● Aim
Recast the rows below as a JSON list of strings, one string per line, leaving out blank lines and the pictures.

Data items
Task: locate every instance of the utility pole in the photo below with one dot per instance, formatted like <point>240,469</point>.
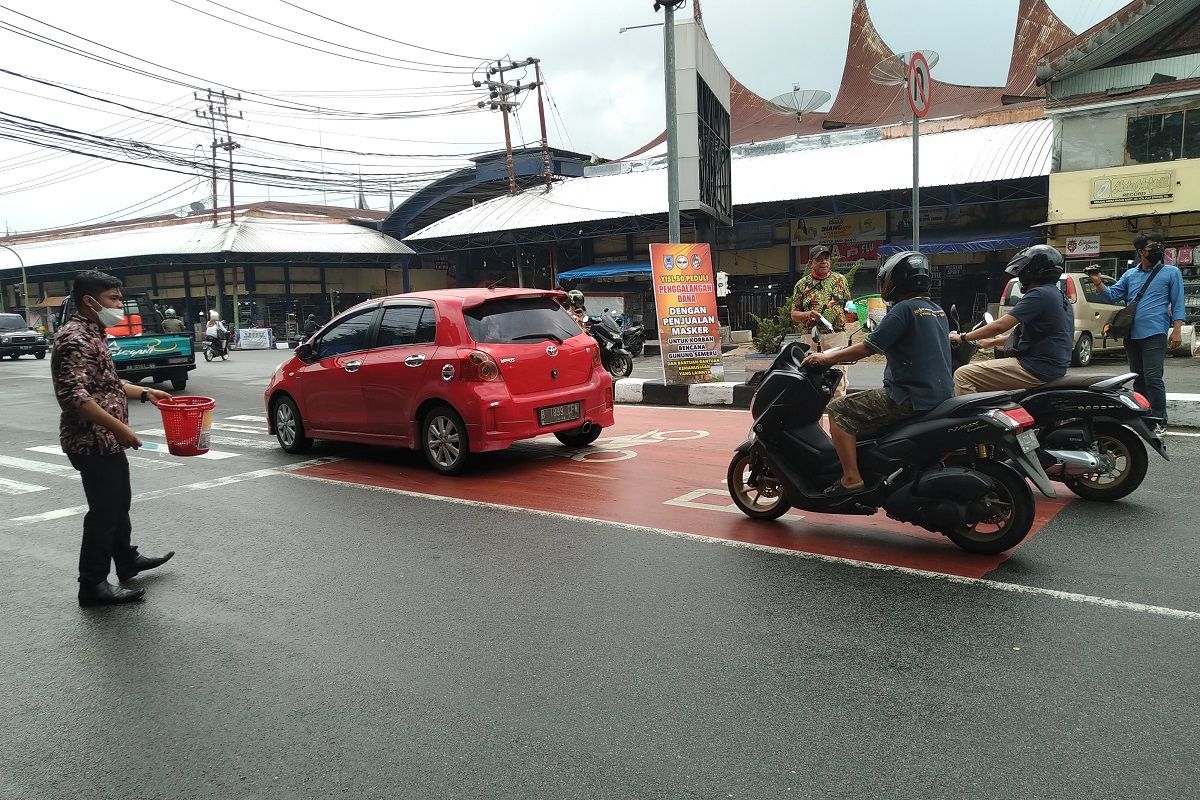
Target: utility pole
<point>669,7</point>
<point>217,109</point>
<point>499,94</point>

● Solution to the exercise
[
  "Task: locate every instance of the utility pole in the photo below with one dot per instance, formatted like <point>240,469</point>.",
  "Target: utility pole",
  "<point>669,7</point>",
  "<point>217,109</point>",
  "<point>499,94</point>"
]